DATASET EXTRACT START

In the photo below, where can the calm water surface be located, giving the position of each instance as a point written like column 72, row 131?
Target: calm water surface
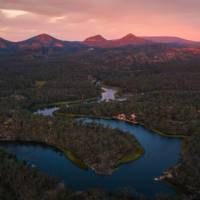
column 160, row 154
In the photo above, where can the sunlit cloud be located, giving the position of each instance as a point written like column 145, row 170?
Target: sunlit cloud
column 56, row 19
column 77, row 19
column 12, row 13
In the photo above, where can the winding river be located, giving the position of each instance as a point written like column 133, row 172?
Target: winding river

DATASET EXTRACT END
DATASET EXTRACT START

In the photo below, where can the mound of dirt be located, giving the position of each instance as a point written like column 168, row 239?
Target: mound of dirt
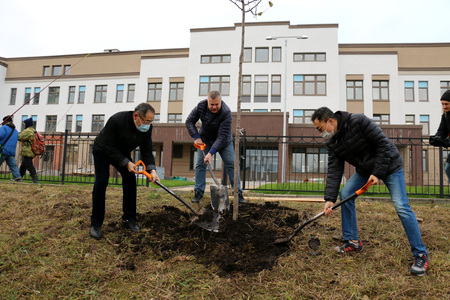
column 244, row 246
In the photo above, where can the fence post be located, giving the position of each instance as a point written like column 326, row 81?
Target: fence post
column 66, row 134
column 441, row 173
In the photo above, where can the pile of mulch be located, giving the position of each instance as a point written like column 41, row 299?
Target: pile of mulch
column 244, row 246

DATASET EXTRACT END
DATASET EXTRACT START

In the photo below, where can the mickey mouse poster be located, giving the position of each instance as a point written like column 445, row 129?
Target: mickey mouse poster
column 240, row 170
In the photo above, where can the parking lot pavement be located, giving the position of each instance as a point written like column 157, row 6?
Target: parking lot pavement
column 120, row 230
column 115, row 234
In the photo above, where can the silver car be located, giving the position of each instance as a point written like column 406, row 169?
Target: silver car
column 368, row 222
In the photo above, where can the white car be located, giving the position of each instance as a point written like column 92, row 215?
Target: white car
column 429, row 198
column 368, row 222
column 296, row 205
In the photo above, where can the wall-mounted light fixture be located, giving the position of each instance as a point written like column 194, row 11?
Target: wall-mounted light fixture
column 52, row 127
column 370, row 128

DATASET EXTRACT END

WHAT TO WORK ON - For every line above that holds the word "river", report the whole line.

EXPECTED ANSWER -
In the photo above, where can the winding river be located, giving the position of each instance as a point written like column 133, row 172?
Target: winding river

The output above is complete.